▶ TEKSTFRAGMENT
********

Het grafrecht was ondertussen terecht gekomen bij een verre verwant van Jan Willem Pieneman. Toen deze Nicolaas Pieneman (1880-1938) overleed, werd hij bijgezet in het graf, getuige de tekst die toegevoegd werd onder het beeld van de treurende vrouw: NICOLAAS PIENEMAN – GEB 1 DECEMBER 1880 – OVERL. 1 DECEMBER 1938. Op de onderste sokkel was eenvoudigweg J.W. PIENEMAN geschreven. Lange tijd stond voor het monument een smeedijzeren hekwerk. In 1971 is hier ook de vrouw van de laatste Nicolaas bijgezet en op een eenvoudige tekststeen van hardsteen werd haar naam vermeld: J.J. Pieneman-Meijer (1887-1971). Het hekwerk op het graf is op verzoek van de rechthebbende niet herplaatst.

********

▶ OPDRACHT A
Geef een lijst van alle regels uit de gegevens hieronder waarin het woord "police" voorkomt.

********

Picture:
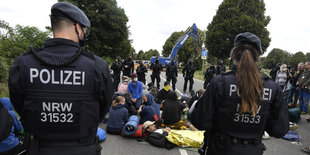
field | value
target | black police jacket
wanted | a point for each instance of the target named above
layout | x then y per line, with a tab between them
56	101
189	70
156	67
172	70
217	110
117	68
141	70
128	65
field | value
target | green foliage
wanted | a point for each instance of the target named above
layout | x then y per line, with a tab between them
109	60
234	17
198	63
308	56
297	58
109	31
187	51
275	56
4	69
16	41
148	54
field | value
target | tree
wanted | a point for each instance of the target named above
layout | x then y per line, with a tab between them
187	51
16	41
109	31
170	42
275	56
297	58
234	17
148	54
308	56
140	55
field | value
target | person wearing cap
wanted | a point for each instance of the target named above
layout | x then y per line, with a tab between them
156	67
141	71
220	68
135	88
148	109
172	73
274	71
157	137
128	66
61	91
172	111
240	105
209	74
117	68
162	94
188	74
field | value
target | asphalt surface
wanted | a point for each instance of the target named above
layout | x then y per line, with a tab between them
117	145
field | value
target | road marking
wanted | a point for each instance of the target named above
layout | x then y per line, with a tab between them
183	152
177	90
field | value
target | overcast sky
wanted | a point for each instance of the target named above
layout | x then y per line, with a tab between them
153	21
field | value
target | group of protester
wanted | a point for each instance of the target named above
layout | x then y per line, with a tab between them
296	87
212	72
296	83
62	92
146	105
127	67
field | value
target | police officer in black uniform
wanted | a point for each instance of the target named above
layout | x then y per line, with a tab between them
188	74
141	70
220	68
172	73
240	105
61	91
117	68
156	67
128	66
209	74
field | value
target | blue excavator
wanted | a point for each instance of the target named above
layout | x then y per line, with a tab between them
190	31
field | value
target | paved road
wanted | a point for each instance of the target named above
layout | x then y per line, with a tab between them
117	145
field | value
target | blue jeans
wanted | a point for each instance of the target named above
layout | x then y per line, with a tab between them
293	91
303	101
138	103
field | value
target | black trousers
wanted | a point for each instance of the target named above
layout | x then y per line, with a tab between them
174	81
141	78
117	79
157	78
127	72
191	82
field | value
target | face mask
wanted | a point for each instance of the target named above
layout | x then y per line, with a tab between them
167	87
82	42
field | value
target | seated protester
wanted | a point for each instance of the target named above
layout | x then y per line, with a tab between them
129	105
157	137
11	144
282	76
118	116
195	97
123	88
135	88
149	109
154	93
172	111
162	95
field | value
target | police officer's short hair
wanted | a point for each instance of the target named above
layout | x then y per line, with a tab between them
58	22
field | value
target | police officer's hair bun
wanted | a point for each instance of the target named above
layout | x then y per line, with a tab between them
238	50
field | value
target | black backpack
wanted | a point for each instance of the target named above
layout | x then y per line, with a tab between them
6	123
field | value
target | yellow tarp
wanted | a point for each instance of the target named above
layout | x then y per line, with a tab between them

********

▶ OPDRACHT B
Welke tekst stond volgens het tekstfragment over het graf van Pieneman op de onderste sokkel?

▶ ANTWOORD A
target | black police jacket
target | police officer in black uniform
target | police officer's short hair
target | police officer's hair bun

▶ ANTWOORD B
Op de onderste sokkel stond eenvoudigweg J.W. PIENEMAN.